● **Exercise aim**: Return the introduction to the Harry Plotter text analysis project below word for word, in full.

● **Text excerpt**:
┌──

CNN did a special report on it: a few weeks ago it was twenty years since the first Harry Potter novel - the sorceror’s/philosopher’s stone - was published. In honour of the series, I decided to start a text analysis and visualization project which my other-half wittily dubbed Harry Plotter. With the project, I intend to demonstrate how Hadley Wickham’s tidyverse and packages such as tidytext (free book), which build on the tidyverse principles, have taken programming in R to an all-new level. Moreover, I just enjoy making pretty graphs : )

I hope you will enjoy them as much as I do.

└──

● **Dataset entries**:
┌──

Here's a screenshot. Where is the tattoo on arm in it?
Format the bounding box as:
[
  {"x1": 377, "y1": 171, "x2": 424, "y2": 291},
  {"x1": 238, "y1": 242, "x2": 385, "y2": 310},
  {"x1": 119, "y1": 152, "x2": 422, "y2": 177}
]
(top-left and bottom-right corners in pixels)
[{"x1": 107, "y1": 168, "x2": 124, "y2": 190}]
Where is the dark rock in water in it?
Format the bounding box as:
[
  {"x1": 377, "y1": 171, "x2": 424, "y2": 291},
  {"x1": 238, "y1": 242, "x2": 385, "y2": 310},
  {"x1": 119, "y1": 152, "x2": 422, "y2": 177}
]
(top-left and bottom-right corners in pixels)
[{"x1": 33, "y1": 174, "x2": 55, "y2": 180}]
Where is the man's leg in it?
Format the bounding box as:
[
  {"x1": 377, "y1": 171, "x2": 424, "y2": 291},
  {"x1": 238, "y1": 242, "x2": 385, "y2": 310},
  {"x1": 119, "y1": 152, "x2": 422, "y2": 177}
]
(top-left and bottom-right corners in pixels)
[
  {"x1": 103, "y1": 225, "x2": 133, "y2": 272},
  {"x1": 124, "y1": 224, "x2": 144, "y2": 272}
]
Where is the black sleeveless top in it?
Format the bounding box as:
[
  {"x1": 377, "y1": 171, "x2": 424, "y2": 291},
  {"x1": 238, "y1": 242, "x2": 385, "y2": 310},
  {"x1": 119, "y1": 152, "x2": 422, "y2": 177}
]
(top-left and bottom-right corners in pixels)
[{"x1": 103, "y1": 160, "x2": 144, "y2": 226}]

└──

● **Response to this task**:
CNN did a special report on it: a few weeks ago it was twenty years since the first Harry Potter novel - the sorceror’s/philosopher’s stone - was published. In honour of the series, I decided to start a text analysis and visualization project which my other-half wittily dubbed Harry Plotter. With the project, I intend to demonstrate how Hadley Wickham’s tidyverse and packages such as tidytext (free book), which build on the tidyverse principles, have taken programming in R to an all-new level. Moreover, I just enjoy making pretty graphs : )

I hope you will enjoy them as much as I do.